Available records:
++++++++++

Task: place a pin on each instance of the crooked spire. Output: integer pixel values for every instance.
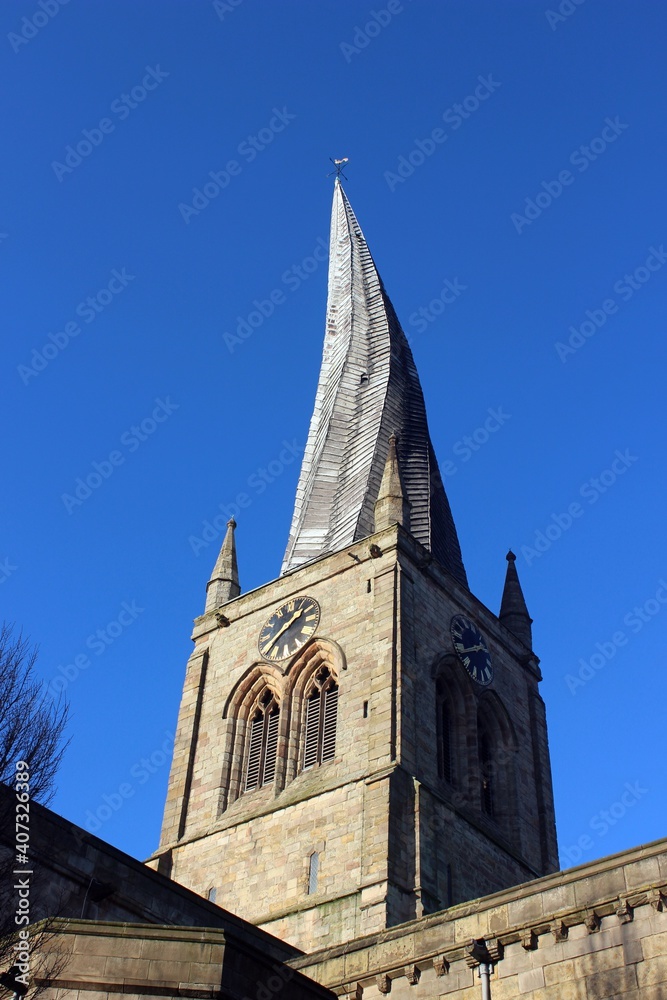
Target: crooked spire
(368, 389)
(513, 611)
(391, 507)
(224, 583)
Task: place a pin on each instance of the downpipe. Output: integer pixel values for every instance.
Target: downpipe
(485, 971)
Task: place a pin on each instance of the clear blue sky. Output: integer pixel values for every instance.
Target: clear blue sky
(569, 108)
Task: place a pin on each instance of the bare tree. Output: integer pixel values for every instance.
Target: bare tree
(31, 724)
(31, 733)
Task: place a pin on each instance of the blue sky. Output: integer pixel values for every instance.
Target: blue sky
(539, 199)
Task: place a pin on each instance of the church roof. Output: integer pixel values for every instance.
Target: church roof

++++++++++

What the task asks:
Can you recast all the entries above as a numbered list, one line per item, with blank lines dropped and the pictures left out?

Solution for this problem:
1. Task: place a pin on each instance of the crooked spire. Output: integer pixel values for every instance.
2. Target: crooked spire
3. (368, 389)
4. (513, 611)
5. (391, 507)
6. (224, 583)
7. Task: place a pin on each instance of the downpipe. Output: integer pixel values for every instance.
8. Target: downpipe
9. (485, 971)
10. Task: place a pin on each instance of the clear blue sky. Output: integer pixel values for every instance.
11. Target: clear blue sky
12. (569, 108)
13. Task: place a pin on each instance of the bare tree. Output: integer pixel values for every instance.
14. Target: bare tree
15. (31, 724)
16. (31, 733)
17. Task: place a pin on each instance of the blue sky. Output: integer pixel values for every instance.
18. Target: blue sky
19. (539, 199)
20. Task: place a pin on each instance of the church roof. Output: integer pixel values for every instance.
21. Target: church roof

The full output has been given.